*** Source text Section Begins ***

2007-12-01 22:24:39 · 11 answers · asked by Digital Age 6 in Society & Culture Cultures & Groups Senior Citizens

11 answers

I was born right after the war.

20-30 years later were the free spirit & free love, communes, drug using years. Most of us came out of those years intact. Some of my friends had "Herpes" as a life long reminder of those years.

I am feeling out of sync with the "digital age". I feel fortunate to be able to use a computer. I am lost in the electronic aisles of the department stores. Yesterday I saw a digital picture frame for the first time. My Granddaughter would love it. I think I will get her one for Christmas.

2007-12-02 04:17:18 · answer #1 · answered by Ruth 7 · 1 0

Digital Age,

I was born April 1943, about mid-WWII era, times were tough but we survived. Farmers came to the house to sell their vegetables and the milk company delivered milk with cream on the top in glass bottles.

1943 + 25 = 1968. I was a 25 y/o scared soldier getting ready to deploy to Vietnam.

1973 I was working for the Army Recruiting in Miami Florida,

Between 1973 and now I have retired from the military and had a fairly good life.

Yes I have times when I feel old but I have traveled the world and seen pladces some people don't know exist.

I try to stay "in sync" with what is happening with the world as I am a media junky nerd.

I've worked on computers for 25 years and still don't understand them.

2007-12-02 09:35:37 · answer #2 · answered by Robert W 6 · 0 0

Most of us seniors...baby boomers...were born after the soldiers came home from World War II. Everyone reminisces. Even a high school student. Out of sync? I am on a computer, so I feel I am staying in touch with culture.

*** Source text Section Ends ***
*** Collected data Section Begins ***

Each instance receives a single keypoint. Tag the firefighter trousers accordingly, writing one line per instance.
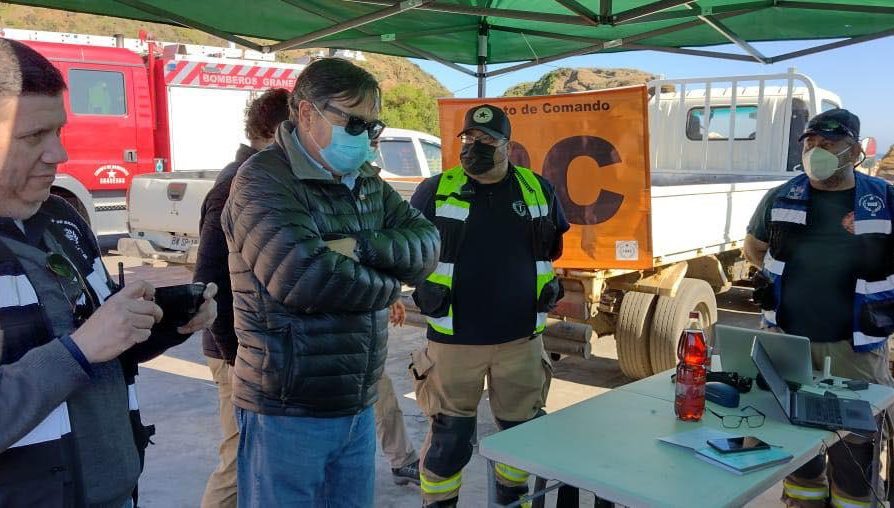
(449, 380)
(841, 479)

*** Collected data Section Ends ***

— Task brief —
In the source text, turn the paragraph beginning "I am feeling out of sync" into a short bulleted list that keeps its main facts.

— Answer section —
- Feels out of sync with the "digital age"
- Feels fortunate to be able to use a computer
- Feels lost in the electronics aisles of department stores
- Saw a digital picture frame for the first time yesterday
- Plans to get one for a granddaughter for Christmas